## [Given request 1]
List the three things that, according to the Ann Dowd feature, shaped the notion of what a Handmaid looked like before March 2017.
## [Given request 2]
Set down the stretch of the Ann Dowd feature from "The actress speaks" through "re-imagining of America.", keeping every word and mark unchanged.
## [Given request 3]
In the Ann Dowd feature, in which city has Dowd been filming The Handmaid's Tale?

## [Source text]
┄┄┄┄┄┄┄┄┄┄┄┄┄┄┄┄┄┄┄┄
A photograph of Ann Dowd as Aunt Lydia standing in front of an illustration of handmaids
Features

Ann Dowd on Aunt Lydia, The Testaments and Trump

The actress speaks on bringing one of literature's most fearsome characters to the small screen and working with Margaret Atwood 

Until March, 2017, the notion of what a Handmaid looked like was informed by only a handful of things: the cover design of Margaret Atwood’s 1985 novel, the shoulder-pad-heavy 1990 film adaptation by Harold Pinter, and one’s imagination. Then Hulu, the American streaming network, dropped the trailer for their TV series. Suddenly, a Handmaid was clean-cut: rigid, white bonnet, floor-length A-line red cloak. The show, now in approaching its fourth season, illuminated our understanding of Gilead, Atwood’s dystopian re-imagining of America.

So when, 18 months later, it was announced that Atwood would be writing a sequel to The Handmaid’s Tale, our visual identity for Gilead was already set. The Testaments, released to bestselling and Booker Prize-winning success last September, put ruthless state enforcer Aunt Lydia at its core. And for many millions of readers, Aunt Lydia looked – and sounded like – Ann Dowd, the American actress who has won an Emmy for taking on the role.

“You know, I’d never considered that!” Dowd says when I tell her I read The Testaments picturing her Aunt Lydia – buttoned-up, gimlet-eyed, undeniably chilling; a Miss Trunchbull for grown-ups – darting into the library, plotting against the totalitarian regime she created. “That is such an interesting point.” She mulls on it before releasing a laugh: “Yeah, ok. No pressure!”

'You go home at the end of the day and say, ‘I think, I think Lydia’s now out there''

We’re speaking, of course, over Zoom. After dark in London, noon in Toronto, where Dowd has been filming The Handmaid’s Tale. She’s delightfully normal. Un-made up, hair tangling around her shoulders, peering through tortoiseshell glasses and frequently apologising for “talking too much”, the 64-year-old is a far cry from the tyrant she portrays. Every now and then, though, Lydia’s voice glints through Dowd’s enunciation.
┄┄┄┄┄┄┄┄┄┄┄┄┄┄┄┄┄┄┄┄
## [Stored records]

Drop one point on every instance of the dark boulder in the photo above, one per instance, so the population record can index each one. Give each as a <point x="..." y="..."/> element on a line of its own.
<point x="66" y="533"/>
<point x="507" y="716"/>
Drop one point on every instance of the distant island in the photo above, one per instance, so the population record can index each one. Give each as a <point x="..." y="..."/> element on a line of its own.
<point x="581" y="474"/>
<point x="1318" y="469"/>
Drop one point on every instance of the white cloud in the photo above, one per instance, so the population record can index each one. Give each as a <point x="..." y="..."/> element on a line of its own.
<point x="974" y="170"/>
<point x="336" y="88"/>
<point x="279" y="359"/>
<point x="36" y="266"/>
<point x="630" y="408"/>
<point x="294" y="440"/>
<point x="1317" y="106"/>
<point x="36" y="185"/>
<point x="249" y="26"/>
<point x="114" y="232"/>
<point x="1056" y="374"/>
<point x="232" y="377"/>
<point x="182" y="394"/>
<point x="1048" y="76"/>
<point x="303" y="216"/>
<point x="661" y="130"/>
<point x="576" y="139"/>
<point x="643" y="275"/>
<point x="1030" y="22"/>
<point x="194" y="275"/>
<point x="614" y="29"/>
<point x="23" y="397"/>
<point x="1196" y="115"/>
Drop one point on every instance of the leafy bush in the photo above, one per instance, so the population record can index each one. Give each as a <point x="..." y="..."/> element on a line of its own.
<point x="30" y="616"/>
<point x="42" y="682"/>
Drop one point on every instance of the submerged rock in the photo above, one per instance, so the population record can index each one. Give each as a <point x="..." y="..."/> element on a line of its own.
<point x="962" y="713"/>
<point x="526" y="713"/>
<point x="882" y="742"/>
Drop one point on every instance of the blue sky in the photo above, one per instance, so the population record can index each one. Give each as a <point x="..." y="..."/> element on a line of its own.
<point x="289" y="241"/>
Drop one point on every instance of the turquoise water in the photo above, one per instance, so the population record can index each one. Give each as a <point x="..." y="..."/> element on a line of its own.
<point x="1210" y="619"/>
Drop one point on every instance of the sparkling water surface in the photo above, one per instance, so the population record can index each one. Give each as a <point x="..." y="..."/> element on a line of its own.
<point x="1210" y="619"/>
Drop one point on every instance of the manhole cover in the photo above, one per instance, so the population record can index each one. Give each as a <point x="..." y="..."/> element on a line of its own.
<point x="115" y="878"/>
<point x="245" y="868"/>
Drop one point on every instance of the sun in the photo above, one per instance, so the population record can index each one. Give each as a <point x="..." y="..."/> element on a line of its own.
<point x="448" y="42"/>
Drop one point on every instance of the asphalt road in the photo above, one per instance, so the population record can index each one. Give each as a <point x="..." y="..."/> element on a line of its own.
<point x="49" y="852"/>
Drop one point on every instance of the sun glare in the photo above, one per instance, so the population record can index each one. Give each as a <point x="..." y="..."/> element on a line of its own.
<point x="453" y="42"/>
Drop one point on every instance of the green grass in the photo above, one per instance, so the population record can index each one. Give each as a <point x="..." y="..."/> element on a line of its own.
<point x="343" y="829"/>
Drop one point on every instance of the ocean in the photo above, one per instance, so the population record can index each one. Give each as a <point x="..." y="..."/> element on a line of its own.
┄┄┄┄┄┄┄┄┄┄┄┄┄┄┄┄┄┄┄┄
## [Exercise answer 1]
- The cover design of Margaret Atwood's 1985 novel
- The 1990 film adaptation by Harold Pinter
- One's imagination

## [Exercise answer 2]
The actress speaks on bringing one of literature's most fearsome characters to the small screen and working with Margaret Atwood 

Until March, 2017, the notion of what a Handmaid looked like was informed by only a handful of things: the cover design of Margaret Atwood’s 1985 novel, the shoulder-pad-heavy 1990 film adaptation by Harold Pinter, and one’s imagination. Then Hulu, the American streaming network, dropped the trailer for their TV series. Suddenly, a Handmaid was clean-cut: rigid, white bonnet, floor-length A-line red cloak. The show, now in approaching its fourth season, illuminated our understanding of Gilead, Atwood’s dystopian re-imagining of America.

## [Exercise answer 3]
Toronto